# [Prompt]
Carry on the court report below about the Steven Wilkinson murder trial, starting after its last sentence.

# [Excerpt to read]
____
Judge Rhys Rowlands told him: “You have been convicted on really quite the most compelling evidence of the murder of a young man Steven Wilkinson who just happened to be in the wrong place at the wrong time. He was unarmed when he was chased and cornered by you in that alleyway off Jubilee Court. He has lost his life in a cowardly attack.” The judge added: “It is yet another example I’m afraid of a tragedy that can happen when inadequate young men – such as yourself – take knives out onto our streets.”

He told a shocked-looking Mitchell, who was wearing a white shirt and a tie, that he faces a life sentence but the minimum term depends on issues such as victim impact statements. People in the public gallery shouted “yes” at the verdict and burst into applause on hearing the words “life sentence”.

The jury had heard that Mark Wright, an emergency medical technician, had arrived at the scene in Buckley at 10.34pm that night to the sound of “shouting and screaming” from onlookers with one crew of medics already there.

There were “desperate” attempts to stem the bleeding as chest compressions were carried out. Mr Wilkinson was taken to Wrexham Maelor Hospital’s A&E department. But the patient succumbed to his injuries and he was pronounced dead there at 11.43pm that night.

During the trial witness Jess Wilkinson – the victim’s sister, who was seeing Mitchell – said that after the window had been smashed at Mitchell’s mother’s home he had left and she had hid in a bedroom. Later she heard the front door bang loudly and the sound of metal on metal, which a jury heard was Mitchell dropping the knife into a sink downstairs.
____
# [Given data]
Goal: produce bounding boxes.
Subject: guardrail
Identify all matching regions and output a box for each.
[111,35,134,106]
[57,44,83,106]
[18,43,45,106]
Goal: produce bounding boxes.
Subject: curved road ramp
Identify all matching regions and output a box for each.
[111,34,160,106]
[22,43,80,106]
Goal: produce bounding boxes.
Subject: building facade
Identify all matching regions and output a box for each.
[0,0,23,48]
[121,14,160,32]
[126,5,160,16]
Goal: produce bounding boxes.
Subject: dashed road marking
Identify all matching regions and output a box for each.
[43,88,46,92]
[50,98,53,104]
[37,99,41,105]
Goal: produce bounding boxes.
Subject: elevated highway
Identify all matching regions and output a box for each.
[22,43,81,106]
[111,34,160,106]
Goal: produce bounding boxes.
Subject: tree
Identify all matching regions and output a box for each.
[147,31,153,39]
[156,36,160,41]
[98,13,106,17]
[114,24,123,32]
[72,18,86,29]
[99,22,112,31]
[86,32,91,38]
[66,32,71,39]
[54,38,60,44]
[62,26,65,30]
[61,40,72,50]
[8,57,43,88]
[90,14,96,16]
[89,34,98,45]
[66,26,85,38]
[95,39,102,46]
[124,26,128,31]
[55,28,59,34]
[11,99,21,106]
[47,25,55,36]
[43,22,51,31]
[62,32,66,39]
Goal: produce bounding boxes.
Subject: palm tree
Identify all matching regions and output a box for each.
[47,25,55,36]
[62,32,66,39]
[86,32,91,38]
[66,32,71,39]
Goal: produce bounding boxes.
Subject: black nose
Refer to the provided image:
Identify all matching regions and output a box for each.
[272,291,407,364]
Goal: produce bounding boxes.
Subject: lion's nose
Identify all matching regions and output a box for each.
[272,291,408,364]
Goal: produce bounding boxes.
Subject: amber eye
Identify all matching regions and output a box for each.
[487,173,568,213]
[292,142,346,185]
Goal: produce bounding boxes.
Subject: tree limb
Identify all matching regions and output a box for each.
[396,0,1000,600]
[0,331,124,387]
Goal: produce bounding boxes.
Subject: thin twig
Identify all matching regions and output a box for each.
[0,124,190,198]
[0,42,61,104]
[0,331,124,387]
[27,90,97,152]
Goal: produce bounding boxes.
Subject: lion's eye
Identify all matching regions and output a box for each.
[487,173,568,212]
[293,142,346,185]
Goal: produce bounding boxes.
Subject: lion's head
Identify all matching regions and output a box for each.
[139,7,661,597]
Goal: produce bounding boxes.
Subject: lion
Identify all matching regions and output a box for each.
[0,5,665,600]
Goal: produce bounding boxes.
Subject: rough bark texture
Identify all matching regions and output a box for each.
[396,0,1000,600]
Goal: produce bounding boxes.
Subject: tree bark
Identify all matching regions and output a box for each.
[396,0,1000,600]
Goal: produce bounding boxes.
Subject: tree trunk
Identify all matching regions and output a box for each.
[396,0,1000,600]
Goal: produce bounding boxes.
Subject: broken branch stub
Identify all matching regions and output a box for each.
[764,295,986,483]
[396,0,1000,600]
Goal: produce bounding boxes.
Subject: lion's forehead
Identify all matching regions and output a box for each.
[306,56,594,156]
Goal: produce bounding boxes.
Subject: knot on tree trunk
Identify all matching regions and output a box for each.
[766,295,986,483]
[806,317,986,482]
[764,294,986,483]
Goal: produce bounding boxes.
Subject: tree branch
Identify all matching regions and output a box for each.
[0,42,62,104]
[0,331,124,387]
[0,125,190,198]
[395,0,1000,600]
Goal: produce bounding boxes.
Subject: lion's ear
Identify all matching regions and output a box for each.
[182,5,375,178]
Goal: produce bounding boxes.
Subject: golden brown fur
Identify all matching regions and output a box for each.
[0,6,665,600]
____
# [Task result]
She said Mitchell’s mum asked the defendant: “What have you done?” and Mitchell came up to the bedroom “shaking and looking as if he had just seen a ghost”. He told Miss Wilkinson he had stabbed her brother.

The defence case was that Mitchell had been awoken by Ms Wilkinson to hear his mum “panicking and distressed” after a rock came through the window. She said she had been called a “grass”. Mitchell claimed he picked up the kitchen knife and took it with him in case the rock throwers were armed. He had it in his tracksuit trousers but took it out as it made running easier as he searched for the culprits, he said. The person responsible for breaking the window has been dealt with by the court and there is no suggestion Mr Wilkinson knew anything about it. Mitchell, of Lexham Green Close, Buckley, will be sentenced on Thursday, May 4.